▸ **About this exercise**:
In the article on IDC's forecast for the next decade in IT, how many VoIP handsets does IDC expect to be installed by 2015?

▸ **Excerpt to read**:
*** Block opens ***

IN ten years’ time, information and communications technology will blanket the planet, and will become so embedded it will be invisible to users.
A multitude of devices, or user touch points, will continuously communicate with each other over the internet, which will become the backbone of our communications infrastructure.
Much of this chattering will take place without our interaction, and will not just come from phones or PCs, but also RFID chips, GPS units and even household appliances.
Your car will alert the house to fire up the heating as you head home and elevators or traffic signals will automatically send diagnostic reports back to their headquarters.
This is the vision delivered by research firm IDC in its blueprint for the next decade in IT, during its annual Directions conference this month.
And this change will create the next technology boom, which IT providers need to start preparing for now, says IDC New Zealand country manager Graeme Muller.
“There will be a shift from the internet era to the invisible computing era,” he says.
While the last ten years saw the emergence of the internet, which since 1995 has attracted over ten billion users, the next decade will revolve around what people do on the internet.
The challenge for IT service providers will be to ensure they make the most of the opportunities, while minimising their risks and shoring up for the downturn that inevitably follows a boom.
This is a typical cycle for new technology, says Muller, as proven by the internet boom and subsequent dotcom bust.
Many current trends already lay the foundation for IDC’s blueprint.
The intensifying convergence between IT and telecommunications is seeing telcos becoming some of the largest IT service providers, as witnessed locally with Telecom buying Gen-i and Computerland.
There have been fundamental changes to communication technology with telephony services no longer the sole domain of traditional telcos, says Muller.
“Anything that can connect to the internet can potentially be used to make a phone call. You would be able to buy voice services from any supplier,” he says.
In the same vein, any device that accesses the internet can potentially be used for commercial transitions.
“Network transactions will skyrocket in the next ten years,” says Muller.
So will the number of communication devices using the internet, according to IDC forecasts.
The company expects that by 2015, nearly one billion voice-over-internet-protocol (VoIP) handsets will be installed, five billion mobile communication devices will be in use and broadband will reach 600 million households.
These trends form part of the base course for IDC’s blueprint, along with supply chains elongating to become virtual and high speed, network content increasing 40-fold, the number of commerce transactions growing 100-fold and trillions of devices communicating at any one time.
According to IDC, the next era of compu-ting will call for dynamic IT where point-to-point hardwired products are turned into virtual pools that can be shared and changed quicker, and where architecture and applications are created for rapid integration.
IT companies need to judge where their clients will be moving in this environment and need to start taking a longer-term view now, says Muller.

*** Block closes ***

Records from a data source

*** Block opens ***

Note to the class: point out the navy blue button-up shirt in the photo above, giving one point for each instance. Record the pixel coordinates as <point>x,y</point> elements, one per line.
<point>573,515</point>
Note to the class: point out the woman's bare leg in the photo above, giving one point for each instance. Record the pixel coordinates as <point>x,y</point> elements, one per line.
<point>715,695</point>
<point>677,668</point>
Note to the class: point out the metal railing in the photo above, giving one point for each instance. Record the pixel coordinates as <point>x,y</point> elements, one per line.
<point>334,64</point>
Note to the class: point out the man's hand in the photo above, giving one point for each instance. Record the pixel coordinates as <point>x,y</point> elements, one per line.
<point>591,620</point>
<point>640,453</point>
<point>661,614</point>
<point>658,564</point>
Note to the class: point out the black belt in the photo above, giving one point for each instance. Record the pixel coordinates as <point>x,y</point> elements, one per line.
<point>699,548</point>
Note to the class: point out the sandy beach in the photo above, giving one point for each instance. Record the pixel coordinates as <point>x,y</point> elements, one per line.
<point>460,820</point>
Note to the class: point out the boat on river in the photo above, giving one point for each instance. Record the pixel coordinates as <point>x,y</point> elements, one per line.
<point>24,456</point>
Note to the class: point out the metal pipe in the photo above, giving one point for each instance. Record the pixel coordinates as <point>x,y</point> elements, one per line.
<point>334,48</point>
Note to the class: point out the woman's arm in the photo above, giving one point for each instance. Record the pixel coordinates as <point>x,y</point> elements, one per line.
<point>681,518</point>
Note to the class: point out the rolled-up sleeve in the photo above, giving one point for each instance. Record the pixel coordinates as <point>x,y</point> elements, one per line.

*** Block closes ***

▸ **Result of this task**:
Nearly one billion.